>> begin
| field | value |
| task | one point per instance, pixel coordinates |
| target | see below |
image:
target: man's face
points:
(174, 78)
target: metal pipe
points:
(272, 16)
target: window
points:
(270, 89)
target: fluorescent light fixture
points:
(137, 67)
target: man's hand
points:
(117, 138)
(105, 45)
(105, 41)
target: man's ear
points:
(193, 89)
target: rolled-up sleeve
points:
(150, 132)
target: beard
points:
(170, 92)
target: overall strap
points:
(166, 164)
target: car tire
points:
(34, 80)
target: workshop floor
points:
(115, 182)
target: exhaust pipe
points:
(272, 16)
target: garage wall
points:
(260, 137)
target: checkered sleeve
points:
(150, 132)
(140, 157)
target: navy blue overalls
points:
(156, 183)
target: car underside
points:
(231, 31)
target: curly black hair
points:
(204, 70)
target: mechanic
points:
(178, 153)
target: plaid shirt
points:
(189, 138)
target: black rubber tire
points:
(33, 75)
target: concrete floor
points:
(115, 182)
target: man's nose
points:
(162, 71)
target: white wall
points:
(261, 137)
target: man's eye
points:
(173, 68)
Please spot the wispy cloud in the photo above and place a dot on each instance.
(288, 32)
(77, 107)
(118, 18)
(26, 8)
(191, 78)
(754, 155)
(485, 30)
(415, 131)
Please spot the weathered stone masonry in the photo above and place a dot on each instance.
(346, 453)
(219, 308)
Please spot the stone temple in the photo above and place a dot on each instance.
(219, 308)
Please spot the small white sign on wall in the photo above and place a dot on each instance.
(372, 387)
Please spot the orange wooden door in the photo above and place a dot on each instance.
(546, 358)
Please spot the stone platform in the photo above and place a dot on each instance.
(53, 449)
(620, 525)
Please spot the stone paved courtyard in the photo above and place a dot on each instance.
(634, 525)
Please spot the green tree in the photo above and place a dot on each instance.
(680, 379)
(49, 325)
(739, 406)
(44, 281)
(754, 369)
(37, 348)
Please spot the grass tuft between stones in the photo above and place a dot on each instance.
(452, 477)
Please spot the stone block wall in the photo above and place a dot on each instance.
>> end
■ SHORT TASK: Rewrite every line of the items above as a numbered list, omitting any blank lines.

■ RESPONSE:
1. | field | value |
2. | task | one point per instance, pixel coordinates |
3. | target | see below |
4. image:
5. target: man's face
6. points:
7. (174, 78)
8. target: metal pipe
9. points:
10. (272, 16)
11. target: window
12. points:
13. (270, 89)
14. target: fluorescent light fixture
15. points:
16. (137, 67)
17. target: man's hand
18. points:
19. (117, 138)
20. (105, 45)
21. (105, 41)
22. target: man's ear
23. points:
24. (193, 89)
25. target: rolled-up sleeve
26. points:
27. (150, 132)
28. target: beard
29. points:
30. (170, 92)
31. target: overall strap
32. points:
33. (166, 164)
34. target: car tire
35. points:
36. (34, 80)
37. target: workshop floor
38. points:
39. (115, 182)
40. target: exhaust pipe
41. points:
42. (272, 16)
43. target: garage wall
44. points:
45. (260, 137)
46. target: checkered sleeve
47. points:
48. (150, 132)
49. (140, 157)
50. target: navy blue overalls
51. points:
52. (156, 183)
53. target: car underside
54. points:
55. (231, 31)
56. target: curly black hair
57. points:
58. (204, 70)
59. target: mechanic
60. points:
61. (178, 153)
62. target: plaid shirt
63. points:
64. (189, 138)
65. target: black rubber tire
66. points:
67. (33, 75)
68. target: concrete floor
69. points:
70. (115, 182)
71. target: man's nose
72. points:
73. (162, 71)
74. target: white wall
75. points:
76. (261, 137)
77. target: man's eye
78. points:
79. (173, 68)
80. Please spot the wispy cloud in the photo above and place a dot on each instance.
81. (288, 32)
82. (77, 107)
83. (118, 18)
84. (26, 8)
85. (191, 78)
86. (754, 155)
87. (485, 30)
88. (415, 131)
89. Please spot the weathered stone masonry in the photo above and place a dot on each instance.
90. (346, 453)
91. (219, 308)
92. Please spot the stone temple in the photo above and place a dot on each instance.
93. (219, 308)
94. Please spot the small white sign on wall in the photo above and place a dot on each instance.
95. (372, 387)
96. Please spot the orange wooden door in the photo above and place a dot on each instance.
97. (546, 358)
98. Please spot the stone platform in the photo above and place a dot on each instance.
99. (53, 449)
100. (620, 525)
101. Please spot the stone paved courtyard in the photo above and place a dot on each instance.
102. (634, 525)
103. Please spot the green tree in the photo above and place a dot on each instance.
104. (680, 379)
105. (49, 325)
106. (739, 406)
107. (44, 281)
108. (754, 369)
109. (37, 348)
110. Please spot the grass tuft between stones in the photo above and place a dot on each instance.
111. (452, 477)
112. Please spot the stone block wall in the photo above and place a dot on each instance.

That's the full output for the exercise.